**Input:**

----

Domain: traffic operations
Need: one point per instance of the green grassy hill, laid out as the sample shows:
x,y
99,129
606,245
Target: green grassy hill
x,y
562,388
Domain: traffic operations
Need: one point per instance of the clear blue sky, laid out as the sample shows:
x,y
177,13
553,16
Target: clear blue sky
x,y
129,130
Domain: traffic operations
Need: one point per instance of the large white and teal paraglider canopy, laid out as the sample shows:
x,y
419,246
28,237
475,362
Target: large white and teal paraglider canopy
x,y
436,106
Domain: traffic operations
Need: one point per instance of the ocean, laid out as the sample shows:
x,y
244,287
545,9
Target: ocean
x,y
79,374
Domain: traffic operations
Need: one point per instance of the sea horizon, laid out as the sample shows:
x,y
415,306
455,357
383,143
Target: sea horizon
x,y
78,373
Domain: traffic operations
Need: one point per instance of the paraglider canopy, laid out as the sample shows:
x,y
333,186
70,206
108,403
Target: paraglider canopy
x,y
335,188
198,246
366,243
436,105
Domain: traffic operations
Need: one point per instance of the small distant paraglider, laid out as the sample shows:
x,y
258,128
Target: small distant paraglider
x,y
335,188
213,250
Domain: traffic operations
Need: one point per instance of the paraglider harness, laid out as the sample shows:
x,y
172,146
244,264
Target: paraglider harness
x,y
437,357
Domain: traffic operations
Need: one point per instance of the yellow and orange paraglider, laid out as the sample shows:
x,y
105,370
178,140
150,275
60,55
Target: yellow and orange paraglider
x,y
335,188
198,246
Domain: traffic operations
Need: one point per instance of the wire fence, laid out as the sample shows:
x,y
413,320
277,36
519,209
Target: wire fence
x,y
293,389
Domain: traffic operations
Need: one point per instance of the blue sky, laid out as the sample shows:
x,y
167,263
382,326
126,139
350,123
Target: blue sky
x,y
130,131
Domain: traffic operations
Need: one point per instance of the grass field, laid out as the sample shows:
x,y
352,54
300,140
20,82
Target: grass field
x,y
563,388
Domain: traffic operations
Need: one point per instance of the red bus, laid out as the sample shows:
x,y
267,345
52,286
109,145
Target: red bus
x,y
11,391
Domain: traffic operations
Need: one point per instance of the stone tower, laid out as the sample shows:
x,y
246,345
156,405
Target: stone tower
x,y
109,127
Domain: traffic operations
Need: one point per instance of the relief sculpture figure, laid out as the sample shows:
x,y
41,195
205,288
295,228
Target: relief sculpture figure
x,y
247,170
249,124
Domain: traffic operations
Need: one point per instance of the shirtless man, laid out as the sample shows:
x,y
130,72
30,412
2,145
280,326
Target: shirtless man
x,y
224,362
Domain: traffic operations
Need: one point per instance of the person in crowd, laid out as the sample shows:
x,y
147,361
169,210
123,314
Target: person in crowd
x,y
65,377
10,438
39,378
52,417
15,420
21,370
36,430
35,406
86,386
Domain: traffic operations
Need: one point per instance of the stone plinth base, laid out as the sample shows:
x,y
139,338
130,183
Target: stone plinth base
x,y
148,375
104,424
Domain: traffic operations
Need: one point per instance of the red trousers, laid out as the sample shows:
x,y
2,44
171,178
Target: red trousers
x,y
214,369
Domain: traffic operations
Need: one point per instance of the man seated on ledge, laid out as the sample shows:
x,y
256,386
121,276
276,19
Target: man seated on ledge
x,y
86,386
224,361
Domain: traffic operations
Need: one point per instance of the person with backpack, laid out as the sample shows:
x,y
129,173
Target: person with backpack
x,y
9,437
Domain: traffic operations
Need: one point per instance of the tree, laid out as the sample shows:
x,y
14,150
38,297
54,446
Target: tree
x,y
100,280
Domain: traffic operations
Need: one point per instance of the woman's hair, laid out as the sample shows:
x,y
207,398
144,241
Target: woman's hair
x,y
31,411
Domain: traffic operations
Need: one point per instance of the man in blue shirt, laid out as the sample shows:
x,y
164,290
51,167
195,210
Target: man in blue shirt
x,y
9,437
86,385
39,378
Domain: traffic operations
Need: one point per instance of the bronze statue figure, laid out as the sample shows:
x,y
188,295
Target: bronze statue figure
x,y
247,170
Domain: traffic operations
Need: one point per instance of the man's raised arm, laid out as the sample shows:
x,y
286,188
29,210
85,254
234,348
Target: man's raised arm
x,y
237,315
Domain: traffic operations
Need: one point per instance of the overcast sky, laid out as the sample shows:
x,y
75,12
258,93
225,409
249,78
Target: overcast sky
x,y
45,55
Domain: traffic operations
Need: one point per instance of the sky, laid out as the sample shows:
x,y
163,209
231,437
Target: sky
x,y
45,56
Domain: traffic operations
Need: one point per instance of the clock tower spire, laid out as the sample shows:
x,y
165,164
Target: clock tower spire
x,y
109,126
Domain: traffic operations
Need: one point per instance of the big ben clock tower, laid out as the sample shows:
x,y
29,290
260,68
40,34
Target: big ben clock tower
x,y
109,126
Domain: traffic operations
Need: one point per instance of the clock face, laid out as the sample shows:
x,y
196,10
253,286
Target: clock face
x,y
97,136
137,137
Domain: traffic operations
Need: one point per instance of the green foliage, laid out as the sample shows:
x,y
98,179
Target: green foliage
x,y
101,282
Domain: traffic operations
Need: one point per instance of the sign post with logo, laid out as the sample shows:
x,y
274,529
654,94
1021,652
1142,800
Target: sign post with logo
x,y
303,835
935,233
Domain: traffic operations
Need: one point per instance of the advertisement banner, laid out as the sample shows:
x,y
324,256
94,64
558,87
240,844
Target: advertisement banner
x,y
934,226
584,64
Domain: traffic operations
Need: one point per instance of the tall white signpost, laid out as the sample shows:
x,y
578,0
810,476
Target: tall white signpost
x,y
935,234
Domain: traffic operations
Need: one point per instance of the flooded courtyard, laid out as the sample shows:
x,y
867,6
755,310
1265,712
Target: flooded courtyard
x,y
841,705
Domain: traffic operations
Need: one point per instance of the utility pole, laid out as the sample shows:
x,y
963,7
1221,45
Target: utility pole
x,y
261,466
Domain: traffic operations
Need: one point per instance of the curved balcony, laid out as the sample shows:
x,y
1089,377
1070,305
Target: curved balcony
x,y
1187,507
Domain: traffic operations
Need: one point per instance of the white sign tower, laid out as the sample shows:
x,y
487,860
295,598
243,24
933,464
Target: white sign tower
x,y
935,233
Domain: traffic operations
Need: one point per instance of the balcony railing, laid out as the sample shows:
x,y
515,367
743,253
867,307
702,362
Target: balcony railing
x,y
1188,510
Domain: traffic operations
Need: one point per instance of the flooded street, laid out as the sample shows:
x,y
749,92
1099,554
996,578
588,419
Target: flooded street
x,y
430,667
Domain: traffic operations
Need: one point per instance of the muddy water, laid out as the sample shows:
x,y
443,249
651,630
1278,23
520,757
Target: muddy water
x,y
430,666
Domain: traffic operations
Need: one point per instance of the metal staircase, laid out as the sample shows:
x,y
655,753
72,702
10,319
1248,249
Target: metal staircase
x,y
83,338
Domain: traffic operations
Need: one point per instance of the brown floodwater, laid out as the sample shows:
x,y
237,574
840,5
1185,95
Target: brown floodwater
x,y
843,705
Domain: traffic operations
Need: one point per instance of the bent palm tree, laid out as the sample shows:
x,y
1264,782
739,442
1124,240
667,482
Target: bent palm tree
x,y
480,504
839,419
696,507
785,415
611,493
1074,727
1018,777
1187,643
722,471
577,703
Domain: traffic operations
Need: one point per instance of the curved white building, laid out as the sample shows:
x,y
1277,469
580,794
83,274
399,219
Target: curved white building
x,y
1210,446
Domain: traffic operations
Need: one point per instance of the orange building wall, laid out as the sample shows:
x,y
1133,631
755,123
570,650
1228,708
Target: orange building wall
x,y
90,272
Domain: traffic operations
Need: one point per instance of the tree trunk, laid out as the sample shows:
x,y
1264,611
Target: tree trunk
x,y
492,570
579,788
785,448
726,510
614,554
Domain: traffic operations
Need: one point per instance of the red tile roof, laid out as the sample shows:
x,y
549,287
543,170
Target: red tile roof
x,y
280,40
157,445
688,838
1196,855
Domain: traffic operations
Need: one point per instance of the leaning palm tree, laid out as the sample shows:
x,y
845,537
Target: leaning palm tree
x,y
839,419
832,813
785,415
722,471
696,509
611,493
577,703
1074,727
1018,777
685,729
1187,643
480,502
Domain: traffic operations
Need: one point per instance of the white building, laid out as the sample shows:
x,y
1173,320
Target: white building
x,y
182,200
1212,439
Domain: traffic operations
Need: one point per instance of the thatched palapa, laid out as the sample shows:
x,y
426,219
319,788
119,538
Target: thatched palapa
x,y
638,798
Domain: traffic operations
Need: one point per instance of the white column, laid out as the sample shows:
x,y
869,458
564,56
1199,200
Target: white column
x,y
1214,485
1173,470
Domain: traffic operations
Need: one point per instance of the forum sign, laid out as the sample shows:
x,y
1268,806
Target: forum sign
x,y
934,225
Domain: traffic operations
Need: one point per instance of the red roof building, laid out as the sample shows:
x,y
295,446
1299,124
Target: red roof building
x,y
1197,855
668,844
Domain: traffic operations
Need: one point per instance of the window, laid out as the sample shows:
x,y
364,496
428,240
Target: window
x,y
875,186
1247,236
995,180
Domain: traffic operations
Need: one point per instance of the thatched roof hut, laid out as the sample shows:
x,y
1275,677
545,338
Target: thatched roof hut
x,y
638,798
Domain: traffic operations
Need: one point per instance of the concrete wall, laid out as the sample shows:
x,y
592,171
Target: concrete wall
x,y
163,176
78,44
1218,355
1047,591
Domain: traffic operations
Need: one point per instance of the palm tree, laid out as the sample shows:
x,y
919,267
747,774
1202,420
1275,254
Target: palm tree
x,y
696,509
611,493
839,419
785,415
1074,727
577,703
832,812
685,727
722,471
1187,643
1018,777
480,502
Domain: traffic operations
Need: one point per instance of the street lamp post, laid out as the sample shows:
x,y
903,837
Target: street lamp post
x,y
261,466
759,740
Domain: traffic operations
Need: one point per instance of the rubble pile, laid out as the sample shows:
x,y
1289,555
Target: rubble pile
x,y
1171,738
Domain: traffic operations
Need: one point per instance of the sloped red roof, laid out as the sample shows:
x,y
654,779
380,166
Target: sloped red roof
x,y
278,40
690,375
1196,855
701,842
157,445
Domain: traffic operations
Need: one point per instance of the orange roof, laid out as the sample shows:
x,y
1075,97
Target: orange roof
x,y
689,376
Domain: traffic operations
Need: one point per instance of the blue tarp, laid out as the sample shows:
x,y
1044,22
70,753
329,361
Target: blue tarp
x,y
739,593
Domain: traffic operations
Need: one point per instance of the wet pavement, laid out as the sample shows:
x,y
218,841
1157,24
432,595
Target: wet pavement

----

**Job:** Report how many lines in the items above contain the string "flooded", treating case as significant. Give only the number.

**Correct result:** 4